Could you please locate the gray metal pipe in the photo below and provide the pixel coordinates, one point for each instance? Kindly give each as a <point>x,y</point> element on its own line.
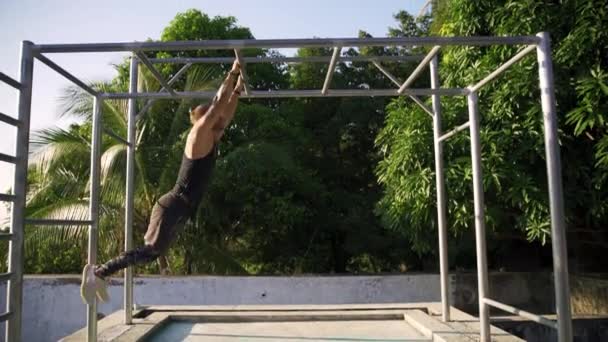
<point>398,83</point>
<point>8,159</point>
<point>454,131</point>
<point>61,71</point>
<point>331,69</point>
<point>14,294</point>
<point>52,222</point>
<point>556,193</point>
<point>239,58</point>
<point>296,93</point>
<point>9,120</point>
<point>441,195</point>
<point>434,51</point>
<point>280,59</point>
<point>7,198</point>
<point>173,79</point>
<point>155,73</point>
<point>10,81</point>
<point>480,224</point>
<point>283,43</point>
<point>520,55</point>
<point>115,136</point>
<point>521,313</point>
<point>94,193</point>
<point>130,189</point>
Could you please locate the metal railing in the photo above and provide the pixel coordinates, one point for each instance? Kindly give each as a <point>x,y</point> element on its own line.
<point>540,43</point>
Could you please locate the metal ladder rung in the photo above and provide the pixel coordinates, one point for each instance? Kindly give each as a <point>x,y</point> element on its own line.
<point>9,120</point>
<point>52,222</point>
<point>7,158</point>
<point>5,316</point>
<point>7,198</point>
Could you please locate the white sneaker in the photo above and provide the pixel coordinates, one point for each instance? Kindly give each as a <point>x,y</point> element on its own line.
<point>87,286</point>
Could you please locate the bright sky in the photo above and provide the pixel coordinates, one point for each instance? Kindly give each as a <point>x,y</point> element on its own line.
<point>80,21</point>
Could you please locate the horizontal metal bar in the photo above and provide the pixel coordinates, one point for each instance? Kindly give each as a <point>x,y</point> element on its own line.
<point>173,79</point>
<point>503,67</point>
<point>521,313</point>
<point>264,59</point>
<point>7,158</point>
<point>52,222</point>
<point>296,93</point>
<point>10,81</point>
<point>66,74</point>
<point>115,136</point>
<point>434,51</point>
<point>283,43</point>
<point>9,120</point>
<point>155,73</point>
<point>5,316</point>
<point>7,198</point>
<point>239,57</point>
<point>454,131</point>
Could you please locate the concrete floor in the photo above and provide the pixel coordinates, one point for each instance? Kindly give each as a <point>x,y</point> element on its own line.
<point>392,331</point>
<point>298,323</point>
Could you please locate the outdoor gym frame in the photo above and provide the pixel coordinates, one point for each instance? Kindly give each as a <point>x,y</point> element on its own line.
<point>540,43</point>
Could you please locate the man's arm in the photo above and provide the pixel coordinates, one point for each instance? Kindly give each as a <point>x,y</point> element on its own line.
<point>219,106</point>
<point>228,114</point>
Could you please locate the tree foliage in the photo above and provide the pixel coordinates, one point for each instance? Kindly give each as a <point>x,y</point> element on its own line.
<point>514,175</point>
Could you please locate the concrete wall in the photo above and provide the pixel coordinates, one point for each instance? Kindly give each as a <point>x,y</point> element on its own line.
<point>53,308</point>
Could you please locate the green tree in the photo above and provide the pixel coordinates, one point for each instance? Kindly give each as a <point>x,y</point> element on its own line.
<point>511,129</point>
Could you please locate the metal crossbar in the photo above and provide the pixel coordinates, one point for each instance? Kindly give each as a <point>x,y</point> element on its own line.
<point>155,73</point>
<point>283,43</point>
<point>540,43</point>
<point>9,120</point>
<point>52,222</point>
<point>8,159</point>
<point>10,81</point>
<point>521,313</point>
<point>65,74</point>
<point>7,198</point>
<point>243,64</point>
<point>280,59</point>
<point>455,131</point>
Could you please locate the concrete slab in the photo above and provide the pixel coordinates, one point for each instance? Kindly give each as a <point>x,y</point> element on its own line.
<point>371,322</point>
<point>390,331</point>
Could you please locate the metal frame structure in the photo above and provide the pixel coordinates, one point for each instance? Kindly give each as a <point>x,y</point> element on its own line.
<point>540,43</point>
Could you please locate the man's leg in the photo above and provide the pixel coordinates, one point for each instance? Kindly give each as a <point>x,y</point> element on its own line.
<point>93,277</point>
<point>141,255</point>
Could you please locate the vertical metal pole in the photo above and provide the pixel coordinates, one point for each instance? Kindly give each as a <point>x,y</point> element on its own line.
<point>94,208</point>
<point>14,294</point>
<point>441,196</point>
<point>556,197</point>
<point>130,186</point>
<point>480,225</point>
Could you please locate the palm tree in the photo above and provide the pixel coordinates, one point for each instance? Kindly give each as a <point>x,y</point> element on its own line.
<point>59,165</point>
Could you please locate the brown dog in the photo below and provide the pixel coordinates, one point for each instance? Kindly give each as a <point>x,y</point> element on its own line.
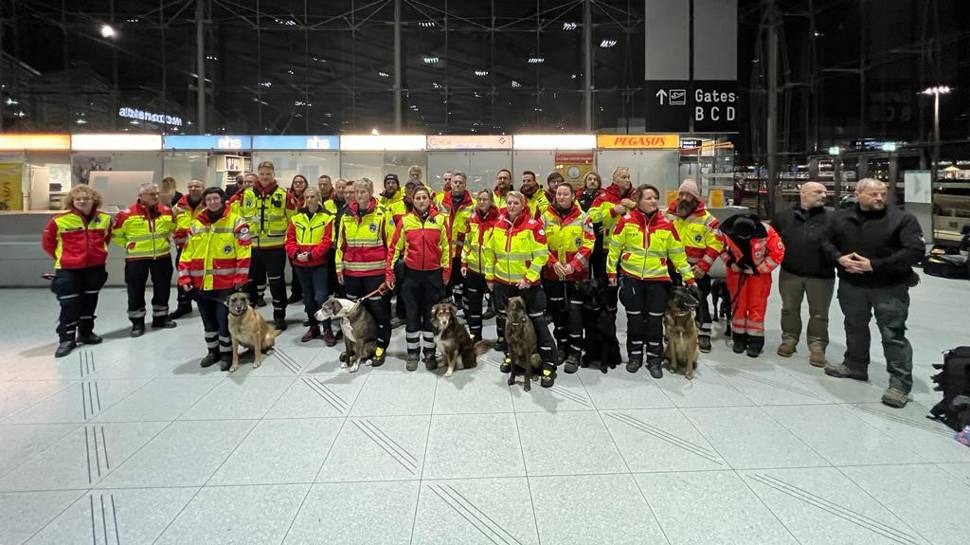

++++

• **Your task**
Update all the items above by changing every "pixel coordinates" to "image coordinates" and keeping everything else the same. Leave the pictures out of your answer.

• **Written response**
Could you please locate the gray metal pipe in the photo below and provide the image coordinates, one point for each instance? Kindly give each as a <point>x,y</point> element on its own line.
<point>398,83</point>
<point>8,159</point>
<point>454,131</point>
<point>61,71</point>
<point>331,69</point>
<point>14,294</point>
<point>52,222</point>
<point>556,193</point>
<point>239,58</point>
<point>296,93</point>
<point>9,120</point>
<point>441,195</point>
<point>434,51</point>
<point>280,59</point>
<point>7,198</point>
<point>173,79</point>
<point>155,73</point>
<point>10,81</point>
<point>480,224</point>
<point>283,43</point>
<point>520,55</point>
<point>115,136</point>
<point>521,313</point>
<point>94,193</point>
<point>130,189</point>
Could you please locate the metal railing in the photo above and provide the image coordinates, one point for each instance? Kindly give each as a <point>x,y</point> element on its own line.
<point>540,43</point>
Could you please locate the metal ladder rung in the photo above and provide the image coordinates, one point for each instance? Kindly give each as a <point>x,y</point> element on its own line.
<point>9,120</point>
<point>52,222</point>
<point>7,158</point>
<point>5,316</point>
<point>7,198</point>
Could you please locate the white sneaker in the photo above and provide the image coordinates, one point for each instance? Kindly give each as a <point>x,y</point> element on its own line.
<point>87,286</point>
Could you please locate the bright sky in the photo above and provide the image coordinates, one point for each instance? Kindly give each as a <point>x,y</point> element on its own line.
<point>80,21</point>
Could you please locate the horizontal metal bar in the photo above and provide the image coordinates, one point for each instance? Kindly give each as a <point>x,y</point> element on its own line.
<point>173,79</point>
<point>503,67</point>
<point>521,313</point>
<point>264,59</point>
<point>7,158</point>
<point>52,222</point>
<point>296,93</point>
<point>10,81</point>
<point>66,74</point>
<point>115,136</point>
<point>434,51</point>
<point>283,43</point>
<point>9,120</point>
<point>155,73</point>
<point>5,316</point>
<point>7,198</point>
<point>239,57</point>
<point>454,131</point>
Could you please locate the concrete floor in the photo above and provide the image coordinates, one point for each instance? Kindly give each as a <point>x,y</point> element on its own line.
<point>392,331</point>
<point>298,323</point>
Could you please locate the outdoor gym frame in the photo above and provide the image coordinates, one point for each instance? Kindly give each as a <point>x,y</point> element on its own line.
<point>540,43</point>
Could you please locate the man's arm in the photo above and provide the image coordinates, one point for each instance? Kindly give each as a <point>x,y</point> element on its own line.
<point>219,106</point>
<point>228,114</point>
Could you please locate the tree foliage in the photo above and provide the image coordinates, one point for each instance? Kindly give each as a <point>x,y</point> element on its own line.
<point>514,175</point>
Could you please locate the concrete wall in the photo above and provide the image coordinates, one point for each instance? Kindly give each as a <point>x,y</point> element on its own line.
<point>53,308</point>
Could you please locate the green tree in the photo above and provide the image coordinates, one point for each instance? Kindly give each as a <point>x,y</point> element on its own line.
<point>511,129</point>
Could you please locate the metal crossbar in the photo above and provide the image coordinates, one point for each instance? Kindly give each as a <point>x,y</point> element on its own line.
<point>155,73</point>
<point>283,43</point>
<point>540,43</point>
<point>9,120</point>
<point>52,222</point>
<point>8,159</point>
<point>10,81</point>
<point>521,313</point>
<point>65,74</point>
<point>7,198</point>
<point>243,64</point>
<point>280,59</point>
<point>455,131</point>
Could you please locate the concrete slab in the photo above and provide the image coordinates, one point for each instance? Kindly give each as a <point>x,y</point> element on its own line.
<point>371,322</point>
<point>390,331</point>
Could you please locate the metal frame structure in the photo above and provide the image coordinates, one point for each instance? Kindly give each as a <point>x,y</point> element on its own line.
<point>540,43</point>
Could you please locate the man's leg in the photo above and provide the image coordinates, one point for each instance? Kindly give each as a <point>x,y</point> element on its own line.
<point>93,277</point>
<point>141,255</point>
Could you please locate the vertical metal pole in the photo above and provide the image coordinates, one point for each instance? Kindly give each as a <point>x,y</point> element on its own line.
<point>94,208</point>
<point>14,294</point>
<point>441,196</point>
<point>556,197</point>
<point>130,186</point>
<point>480,225</point>
Could you please locate the palm tree in the photo above and provide the image coordinates, one point for each instance? Kindly give each as a <point>x,y</point> element on its own line.
<point>59,165</point>
Could you please locate the brown dog in the photo below and provide the image coordinates, one point for each instance? Kindly give each as a <point>x,y</point> element on its own line.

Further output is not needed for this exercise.